» EXCERPT

** start **

# I need to repair a blown fan header on my motherboard!



## Q9650 (May 3, 2011)

I was checking the voltages on my motherboard`s fan header with a digital multimeter and accidentaly i shorted the pins and caused a spark enough to blow it!  I need to know if the transistor supplying the +12volts to the fan is still fine or what SMD compnent has been damaged? The traces on the board are still fine so if someone can tell me how to repair it i will be very grateful! the blown fan header is 4pin PWM type.


----------



## Q9650 (May 3, 2011)

here is a screenshot of the blown fan header sys_fan2.








Note: this is not a screenshot of my actual board (board is a gigabyte GA-EP45T-UD3P)  i got it from google


----------



## streetfighter 2 (May 3, 2011)

Did you try plugging a fan into it?


----------



## Q9650 (May 4, 2011)

yes both 3pin and 4pins fans don`t spin!   the header still reads the rpm speed but someone on other forums told me the mosfet transistor or the cap maybe be damaged and need to be replaced


----------



## Q9650 (May 5, 2011)

** end **

» DATA EXTRACT
** start **

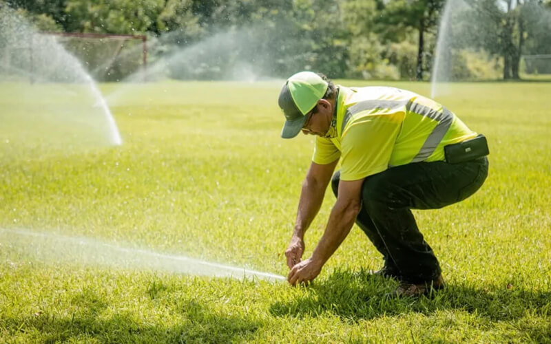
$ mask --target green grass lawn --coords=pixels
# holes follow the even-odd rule
[[[434,299],[384,297],[397,283],[366,272],[382,260],[355,226],[310,287],[117,253],[287,275],[313,140],[280,138],[280,85],[102,85],[124,140],[114,147],[60,146],[55,126],[10,116],[17,104],[0,96],[0,342],[551,343],[551,83],[459,83],[437,98],[488,137],[490,169],[472,197],[415,213],[448,284]],[[32,92],[43,102],[51,87]],[[48,140],[9,142],[30,129]]]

** end **

» GOALS
[a] Write down the passage of the fan header thread starting at "Note: this is" and ending at "fan into it?".
[b] Resume the forum thread about the blown fan header from the point where it stops.
The lines were drawn from a source separate from the fan header thread.

» EXPECTED OUTPUTS
[a]
Note: this is not a screenshot of my actual board (board is a gigabyte GA-EP45T-UD3P)  i got it from google


----------



## streetfighter 2 (May 3, 2011)

Did you try plugging a fan into it?

[b]
OK !!! i did it!! i replaced the mosfet transistor and now the fan header is back ..it`s alive it`s alive!!!


----------



## Chryonn (May 5, 2011)

Hey, well done. you've got more courage than i in that situation. glad to know it's all working fine again


----------



## Q9650 (May 5, 2011)

Chryonn said:


> Hey, well done. you've got more courage than i in that situation. glad to know it's all working fine again



Thanks man! It was abit hard to solder the new mosfet as it was very tight next to the sata connector but everything is fine now!


----------



## OneMoar (May 7, 2011)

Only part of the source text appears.